*PROVIDED DATA*.
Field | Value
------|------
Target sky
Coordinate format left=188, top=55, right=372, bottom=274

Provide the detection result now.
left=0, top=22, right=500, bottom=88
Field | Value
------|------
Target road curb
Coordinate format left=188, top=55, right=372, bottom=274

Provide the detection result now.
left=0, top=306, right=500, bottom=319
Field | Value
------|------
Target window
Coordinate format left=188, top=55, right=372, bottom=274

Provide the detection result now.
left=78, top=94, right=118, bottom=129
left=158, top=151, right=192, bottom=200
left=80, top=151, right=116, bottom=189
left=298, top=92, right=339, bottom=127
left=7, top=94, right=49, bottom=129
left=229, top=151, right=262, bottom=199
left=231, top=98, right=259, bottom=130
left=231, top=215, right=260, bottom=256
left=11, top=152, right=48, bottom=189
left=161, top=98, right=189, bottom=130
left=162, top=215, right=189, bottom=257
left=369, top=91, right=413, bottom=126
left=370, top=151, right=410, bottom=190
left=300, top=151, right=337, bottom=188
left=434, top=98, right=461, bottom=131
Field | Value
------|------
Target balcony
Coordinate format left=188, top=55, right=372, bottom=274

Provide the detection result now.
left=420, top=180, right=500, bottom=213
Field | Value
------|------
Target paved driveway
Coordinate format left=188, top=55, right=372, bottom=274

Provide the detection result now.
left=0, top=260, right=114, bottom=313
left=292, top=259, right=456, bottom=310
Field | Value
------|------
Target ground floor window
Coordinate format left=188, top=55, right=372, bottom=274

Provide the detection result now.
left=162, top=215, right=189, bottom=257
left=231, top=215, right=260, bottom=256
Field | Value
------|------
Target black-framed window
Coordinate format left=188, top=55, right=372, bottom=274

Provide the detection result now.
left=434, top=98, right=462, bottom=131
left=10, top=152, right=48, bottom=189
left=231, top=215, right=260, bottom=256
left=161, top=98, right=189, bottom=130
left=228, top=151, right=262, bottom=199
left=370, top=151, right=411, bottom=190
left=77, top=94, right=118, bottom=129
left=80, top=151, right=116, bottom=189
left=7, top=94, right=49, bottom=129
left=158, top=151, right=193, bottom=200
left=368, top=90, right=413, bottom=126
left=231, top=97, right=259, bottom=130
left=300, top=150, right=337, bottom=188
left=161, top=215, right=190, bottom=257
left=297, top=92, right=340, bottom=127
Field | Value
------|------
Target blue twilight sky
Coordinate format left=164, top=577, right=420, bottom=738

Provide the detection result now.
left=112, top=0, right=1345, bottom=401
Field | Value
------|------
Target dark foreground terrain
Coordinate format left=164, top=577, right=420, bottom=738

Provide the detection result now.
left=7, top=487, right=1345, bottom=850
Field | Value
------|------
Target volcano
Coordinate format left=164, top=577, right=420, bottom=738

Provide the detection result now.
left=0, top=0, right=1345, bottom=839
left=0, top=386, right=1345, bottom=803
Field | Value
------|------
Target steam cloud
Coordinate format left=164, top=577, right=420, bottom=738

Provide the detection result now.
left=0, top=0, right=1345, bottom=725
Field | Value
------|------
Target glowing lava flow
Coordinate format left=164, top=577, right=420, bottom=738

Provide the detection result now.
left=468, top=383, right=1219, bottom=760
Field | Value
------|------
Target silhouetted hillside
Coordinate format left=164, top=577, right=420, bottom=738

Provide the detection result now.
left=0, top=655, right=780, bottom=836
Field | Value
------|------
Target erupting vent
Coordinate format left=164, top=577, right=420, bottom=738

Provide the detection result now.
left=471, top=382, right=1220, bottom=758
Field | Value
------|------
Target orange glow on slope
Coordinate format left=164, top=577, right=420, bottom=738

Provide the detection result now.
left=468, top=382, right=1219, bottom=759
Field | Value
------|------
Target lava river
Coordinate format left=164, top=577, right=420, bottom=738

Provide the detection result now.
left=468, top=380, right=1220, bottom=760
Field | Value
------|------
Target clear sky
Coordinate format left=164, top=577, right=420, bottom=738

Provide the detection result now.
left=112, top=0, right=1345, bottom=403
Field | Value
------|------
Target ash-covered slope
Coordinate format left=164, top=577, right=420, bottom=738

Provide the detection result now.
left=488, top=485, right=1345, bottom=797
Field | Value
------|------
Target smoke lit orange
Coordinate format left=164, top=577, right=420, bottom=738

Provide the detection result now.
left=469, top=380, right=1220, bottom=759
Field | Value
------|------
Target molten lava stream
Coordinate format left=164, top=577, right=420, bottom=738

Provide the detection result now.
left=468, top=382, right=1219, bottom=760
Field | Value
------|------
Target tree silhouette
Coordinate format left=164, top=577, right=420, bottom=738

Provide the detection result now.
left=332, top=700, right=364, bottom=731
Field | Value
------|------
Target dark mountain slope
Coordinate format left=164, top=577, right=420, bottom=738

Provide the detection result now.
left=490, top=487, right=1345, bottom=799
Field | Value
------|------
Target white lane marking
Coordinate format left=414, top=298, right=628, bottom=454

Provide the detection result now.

*INSTRUCTION*. Copy every one of the lines above word for word.

*FINAL RESULT*.
Field | Value
------|------
Target sky
Coordinate format left=188, top=55, right=372, bottom=274

Provide the detection result now.
left=0, top=22, right=500, bottom=88
Field | Value
------|------
Target road curb
Coordinate format left=188, top=55, right=372, bottom=274

Provide the detection result now.
left=0, top=306, right=500, bottom=319
Field | Value
------|------
Target window
Coordinate format left=188, top=55, right=372, bottom=274

Provide the detection result now.
left=78, top=94, right=118, bottom=129
left=158, top=151, right=192, bottom=200
left=80, top=151, right=116, bottom=189
left=298, top=92, right=339, bottom=127
left=7, top=94, right=49, bottom=129
left=229, top=151, right=262, bottom=199
left=231, top=98, right=259, bottom=130
left=231, top=215, right=260, bottom=256
left=11, top=152, right=48, bottom=189
left=161, top=98, right=189, bottom=130
left=162, top=215, right=189, bottom=257
left=369, top=91, right=413, bottom=126
left=370, top=151, right=410, bottom=190
left=300, top=151, right=337, bottom=188
left=434, top=98, right=461, bottom=131
Field | Value
------|------
Target balcony
Coordinate format left=188, top=55, right=372, bottom=274

Provide the detection result now.
left=420, top=180, right=500, bottom=213
Field | Value
------|------
Target paved driveway
Coordinate format left=188, top=55, right=372, bottom=274

Provide the detection result now.
left=0, top=260, right=114, bottom=313
left=292, top=259, right=456, bottom=310
Field | Value
------|------
Target ground floor window
Coordinate format left=188, top=55, right=372, bottom=274

Provide the detection result now.
left=162, top=215, right=189, bottom=257
left=231, top=215, right=260, bottom=256
Field | Value
------|------
Target black-framed window
Coordinate format left=188, top=55, right=372, bottom=274

Provide the detection result now.
left=434, top=98, right=462, bottom=131
left=10, top=152, right=48, bottom=189
left=231, top=215, right=260, bottom=256
left=161, top=98, right=189, bottom=130
left=228, top=151, right=262, bottom=199
left=370, top=151, right=411, bottom=190
left=77, top=94, right=118, bottom=129
left=80, top=151, right=116, bottom=189
left=7, top=94, right=49, bottom=129
left=158, top=151, right=193, bottom=200
left=368, top=90, right=413, bottom=126
left=231, top=97, right=259, bottom=130
left=300, top=150, right=337, bottom=188
left=161, top=215, right=190, bottom=257
left=297, top=92, right=340, bottom=127
Field | Value
------|------
Target blue twilight sky
Coordinate format left=164, top=577, right=420, bottom=738

Provide the detection result now.
left=112, top=0, right=1345, bottom=401
Field | Value
------|------
Target dark foreground terrain
Coordinate format left=164, top=577, right=420, bottom=738

Provide the detection result now.
left=7, top=487, right=1345, bottom=850
Field | Value
------|------
Target volcano
Coordinate format left=164, top=577, right=420, bottom=738

Provide the detection result now.
left=0, top=0, right=1345, bottom=839
left=0, top=386, right=1345, bottom=803
Field | Value
------|------
Target steam cloud
Coordinate format left=164, top=577, right=420, bottom=738

Provide the detection result now.
left=0, top=0, right=1345, bottom=725
Field | Value
------|------
Target glowing lava flow
Coordinate format left=164, top=577, right=420, bottom=738

Provide the detection result now.
left=468, top=383, right=1219, bottom=760
Field | Value
------|------
Target silhouetted hillside
Coordinate format left=164, top=577, right=420, bottom=738

Provide the detection result now.
left=0, top=655, right=780, bottom=836
Field | Value
------|------
Target erupting vent
Coordinate format left=164, top=577, right=420, bottom=738

Provide the detection result now.
left=471, top=382, right=1220, bottom=758
Field | Value
------|------
Target orange glow on slope
Coordinate format left=164, top=577, right=420, bottom=738

Provide the detection result now.
left=468, top=382, right=1219, bottom=759
Field | Value
------|------
Target lava river
Coordinate format left=164, top=577, right=420, bottom=738

Provide the detection result now.
left=468, top=380, right=1220, bottom=760
Field | Value
------|------
Target clear sky
Coordinate format left=164, top=577, right=420, bottom=738

Provide the detection result now.
left=112, top=0, right=1345, bottom=403
Field | Value
------|------
Target ash-covered slope
Coordinate format left=164, top=577, right=420, bottom=738

Provide the detection result now.
left=488, top=485, right=1345, bottom=797
Field | Value
------|------
Target smoke lit orange
Coordinate format left=164, top=577, right=420, bottom=738

Provide the detection result now.
left=469, top=380, right=1220, bottom=759
Field | Value
------|------
Target molten lava stream
Coordinate format left=164, top=577, right=420, bottom=738

Provide the detection result now.
left=468, top=382, right=1219, bottom=760
Field | Value
------|------
Target tree silhouette
Coordinate format left=164, top=577, right=420, bottom=738

Provide the detection result now.
left=332, top=700, right=364, bottom=731
Field | Value
------|------
Target dark mountain slope
Coordinate format left=164, top=577, right=420, bottom=738

Provide the detection result now.
left=490, top=487, right=1345, bottom=799
Field | Value
------|------
Target white lane marking
Coordinate format left=414, top=298, right=628, bottom=454

Provide the detection result now.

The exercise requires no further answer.